PROBLEM DESCRIPTION: Write out exactly the lines of the entries below from the one holding "Target: rocky mountainside" to the one holding "the rock pile.", inclusive, and leave out all other lines.
--- SUPPLIED RECORDS Enclosed Below ---
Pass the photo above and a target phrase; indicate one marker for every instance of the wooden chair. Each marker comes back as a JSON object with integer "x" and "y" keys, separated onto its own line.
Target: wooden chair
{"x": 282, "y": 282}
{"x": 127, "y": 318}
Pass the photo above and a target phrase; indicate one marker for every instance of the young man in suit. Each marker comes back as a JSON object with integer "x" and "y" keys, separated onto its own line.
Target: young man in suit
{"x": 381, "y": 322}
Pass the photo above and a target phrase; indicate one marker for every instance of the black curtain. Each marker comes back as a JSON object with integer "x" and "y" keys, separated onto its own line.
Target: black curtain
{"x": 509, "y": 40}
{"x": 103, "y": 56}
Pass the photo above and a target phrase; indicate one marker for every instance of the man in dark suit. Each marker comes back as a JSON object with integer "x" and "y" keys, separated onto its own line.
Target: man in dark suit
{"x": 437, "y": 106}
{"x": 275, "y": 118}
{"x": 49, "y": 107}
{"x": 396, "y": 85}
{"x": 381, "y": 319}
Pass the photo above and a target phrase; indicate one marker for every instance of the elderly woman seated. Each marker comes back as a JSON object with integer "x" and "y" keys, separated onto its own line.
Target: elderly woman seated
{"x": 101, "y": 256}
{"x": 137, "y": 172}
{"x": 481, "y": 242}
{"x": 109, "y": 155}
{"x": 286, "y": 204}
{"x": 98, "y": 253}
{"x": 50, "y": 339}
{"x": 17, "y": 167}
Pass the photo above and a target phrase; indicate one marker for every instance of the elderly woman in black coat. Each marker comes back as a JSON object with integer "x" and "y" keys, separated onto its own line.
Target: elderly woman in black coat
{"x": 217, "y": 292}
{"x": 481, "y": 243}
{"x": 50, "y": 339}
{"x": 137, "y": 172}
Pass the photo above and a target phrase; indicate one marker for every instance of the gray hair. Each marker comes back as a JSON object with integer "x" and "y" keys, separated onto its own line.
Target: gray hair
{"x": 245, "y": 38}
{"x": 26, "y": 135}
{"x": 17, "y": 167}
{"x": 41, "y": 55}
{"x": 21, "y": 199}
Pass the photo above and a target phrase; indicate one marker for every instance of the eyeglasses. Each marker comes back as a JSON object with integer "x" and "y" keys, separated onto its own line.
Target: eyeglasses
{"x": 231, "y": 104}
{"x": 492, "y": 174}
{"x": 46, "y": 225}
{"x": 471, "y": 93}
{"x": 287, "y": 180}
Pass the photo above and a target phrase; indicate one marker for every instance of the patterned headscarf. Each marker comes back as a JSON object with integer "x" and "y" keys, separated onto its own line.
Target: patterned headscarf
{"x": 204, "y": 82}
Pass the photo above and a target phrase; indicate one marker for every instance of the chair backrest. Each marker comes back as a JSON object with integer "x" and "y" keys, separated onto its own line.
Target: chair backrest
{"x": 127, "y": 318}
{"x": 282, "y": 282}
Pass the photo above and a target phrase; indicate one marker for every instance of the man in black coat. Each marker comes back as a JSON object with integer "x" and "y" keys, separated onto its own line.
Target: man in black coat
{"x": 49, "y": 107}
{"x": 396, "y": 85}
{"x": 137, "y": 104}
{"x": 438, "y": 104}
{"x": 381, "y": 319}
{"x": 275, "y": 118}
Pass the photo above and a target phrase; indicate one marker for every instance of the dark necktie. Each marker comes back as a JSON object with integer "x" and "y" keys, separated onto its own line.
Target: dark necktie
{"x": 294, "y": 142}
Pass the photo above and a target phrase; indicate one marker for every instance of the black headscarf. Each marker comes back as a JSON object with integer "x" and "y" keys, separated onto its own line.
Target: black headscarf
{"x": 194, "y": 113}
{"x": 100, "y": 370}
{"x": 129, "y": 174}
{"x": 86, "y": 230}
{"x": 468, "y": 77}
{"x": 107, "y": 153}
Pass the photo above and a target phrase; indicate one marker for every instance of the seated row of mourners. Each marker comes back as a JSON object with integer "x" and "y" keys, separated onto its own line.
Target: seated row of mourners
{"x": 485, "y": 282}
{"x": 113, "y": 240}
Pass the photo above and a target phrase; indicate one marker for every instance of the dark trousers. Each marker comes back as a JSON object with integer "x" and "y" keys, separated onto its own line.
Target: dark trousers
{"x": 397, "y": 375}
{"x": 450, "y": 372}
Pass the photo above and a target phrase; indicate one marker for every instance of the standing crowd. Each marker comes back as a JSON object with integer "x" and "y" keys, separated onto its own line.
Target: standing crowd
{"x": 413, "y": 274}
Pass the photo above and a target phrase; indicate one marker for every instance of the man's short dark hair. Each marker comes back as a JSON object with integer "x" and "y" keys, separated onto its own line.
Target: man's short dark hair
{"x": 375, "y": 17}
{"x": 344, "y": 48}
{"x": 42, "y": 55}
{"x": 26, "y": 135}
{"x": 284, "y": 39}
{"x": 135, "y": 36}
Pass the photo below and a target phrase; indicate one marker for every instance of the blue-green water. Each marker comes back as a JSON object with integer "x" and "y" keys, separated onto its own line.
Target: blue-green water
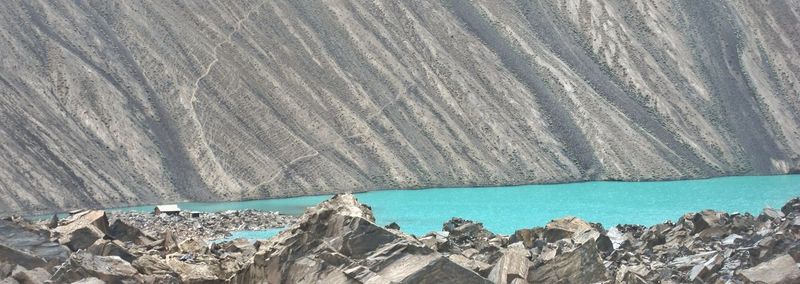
{"x": 505, "y": 209}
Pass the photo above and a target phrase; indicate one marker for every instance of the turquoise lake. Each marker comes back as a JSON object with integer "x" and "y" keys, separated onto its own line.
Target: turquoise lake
{"x": 505, "y": 209}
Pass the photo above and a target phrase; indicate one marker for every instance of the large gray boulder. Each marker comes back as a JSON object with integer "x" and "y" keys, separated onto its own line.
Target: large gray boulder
{"x": 781, "y": 270}
{"x": 512, "y": 267}
{"x": 565, "y": 228}
{"x": 581, "y": 265}
{"x": 338, "y": 242}
{"x": 29, "y": 247}
{"x": 81, "y": 230}
{"x": 110, "y": 269}
{"x": 122, "y": 231}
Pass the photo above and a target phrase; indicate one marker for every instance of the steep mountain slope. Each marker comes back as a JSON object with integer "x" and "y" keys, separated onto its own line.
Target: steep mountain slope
{"x": 108, "y": 103}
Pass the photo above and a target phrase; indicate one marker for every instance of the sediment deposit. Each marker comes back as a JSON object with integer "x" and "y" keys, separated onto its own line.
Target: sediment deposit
{"x": 337, "y": 241}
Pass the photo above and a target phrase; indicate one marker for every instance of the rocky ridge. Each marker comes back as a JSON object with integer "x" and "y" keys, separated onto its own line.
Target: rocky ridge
{"x": 338, "y": 242}
{"x": 205, "y": 225}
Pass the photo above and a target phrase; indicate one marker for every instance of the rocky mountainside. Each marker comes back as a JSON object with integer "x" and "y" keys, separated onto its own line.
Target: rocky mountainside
{"x": 108, "y": 103}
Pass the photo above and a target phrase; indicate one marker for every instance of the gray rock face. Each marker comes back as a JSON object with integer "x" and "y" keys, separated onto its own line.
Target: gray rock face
{"x": 29, "y": 247}
{"x": 779, "y": 270}
{"x": 83, "y": 229}
{"x": 582, "y": 265}
{"x": 119, "y": 102}
{"x": 110, "y": 269}
{"x": 338, "y": 242}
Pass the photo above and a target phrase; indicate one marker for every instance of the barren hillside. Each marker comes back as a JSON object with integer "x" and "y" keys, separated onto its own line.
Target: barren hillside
{"x": 108, "y": 103}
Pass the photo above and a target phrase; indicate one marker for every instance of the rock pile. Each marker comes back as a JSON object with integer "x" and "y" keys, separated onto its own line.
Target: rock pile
{"x": 339, "y": 242}
{"x": 206, "y": 225}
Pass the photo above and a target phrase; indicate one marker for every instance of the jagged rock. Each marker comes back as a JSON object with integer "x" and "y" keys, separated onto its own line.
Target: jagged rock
{"x": 708, "y": 219}
{"x": 81, "y": 230}
{"x": 29, "y": 248}
{"x": 732, "y": 240}
{"x": 124, "y": 232}
{"x": 195, "y": 272}
{"x": 703, "y": 270}
{"x": 6, "y": 269}
{"x": 90, "y": 280}
{"x": 338, "y": 242}
{"x": 393, "y": 226}
{"x": 618, "y": 238}
{"x": 792, "y": 206}
{"x": 239, "y": 245}
{"x": 581, "y": 265}
{"x": 779, "y": 270}
{"x": 170, "y": 241}
{"x": 741, "y": 223}
{"x": 526, "y": 236}
{"x": 193, "y": 245}
{"x": 564, "y": 228}
{"x": 149, "y": 264}
{"x": 769, "y": 214}
{"x": 103, "y": 247}
{"x": 480, "y": 267}
{"x": 512, "y": 267}
{"x": 603, "y": 242}
{"x": 466, "y": 232}
{"x": 632, "y": 275}
{"x": 437, "y": 242}
{"x": 53, "y": 223}
{"x": 33, "y": 276}
{"x": 111, "y": 269}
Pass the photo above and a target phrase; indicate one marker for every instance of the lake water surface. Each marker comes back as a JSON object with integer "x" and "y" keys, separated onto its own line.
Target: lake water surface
{"x": 505, "y": 209}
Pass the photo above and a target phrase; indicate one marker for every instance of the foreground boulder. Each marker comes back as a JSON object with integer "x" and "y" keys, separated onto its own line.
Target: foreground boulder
{"x": 28, "y": 247}
{"x": 338, "y": 242}
{"x": 122, "y": 231}
{"x": 779, "y": 270}
{"x": 110, "y": 269}
{"x": 565, "y": 228}
{"x": 581, "y": 265}
{"x": 82, "y": 229}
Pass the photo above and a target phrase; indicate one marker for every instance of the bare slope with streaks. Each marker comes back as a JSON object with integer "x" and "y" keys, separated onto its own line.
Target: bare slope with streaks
{"x": 110, "y": 103}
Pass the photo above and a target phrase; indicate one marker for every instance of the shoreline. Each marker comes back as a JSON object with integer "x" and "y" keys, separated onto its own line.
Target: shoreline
{"x": 433, "y": 187}
{"x": 339, "y": 237}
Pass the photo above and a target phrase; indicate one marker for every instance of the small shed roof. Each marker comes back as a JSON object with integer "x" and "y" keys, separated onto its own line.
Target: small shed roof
{"x": 168, "y": 208}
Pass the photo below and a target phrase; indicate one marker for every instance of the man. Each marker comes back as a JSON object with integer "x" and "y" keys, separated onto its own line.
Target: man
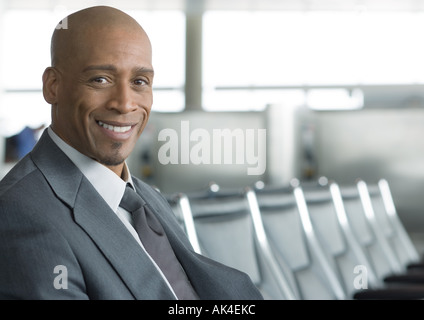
--- End of Enclosed SUPPLIED RECORDS ---
SOLUTION TO THIS TASK:
Target: rocky mountainside
{"x": 108, "y": 103}
Pass the photo above and a target phrase; indicate one marker for every instance of the gray rock face. Each marker comes back as a JSON object with integer "x" and "y" keys, separated onto its own line.
Target: gray rock face
{"x": 29, "y": 247}
{"x": 779, "y": 270}
{"x": 83, "y": 229}
{"x": 582, "y": 265}
{"x": 119, "y": 102}
{"x": 110, "y": 269}
{"x": 338, "y": 242}
Pass the photo above and a target phrase; indicate one marker for every instance of the barren hillside. Each marker comes back as a JSON object with integer "x" and "y" keys, separated onto its own line.
Target: barren hillside
{"x": 108, "y": 103}
Pass the photo above and a target phrase; indicate one marker for every instance of the rock pile. Each marker comes back as a JSON object with integer "x" and "y" keys, separated onto its own line.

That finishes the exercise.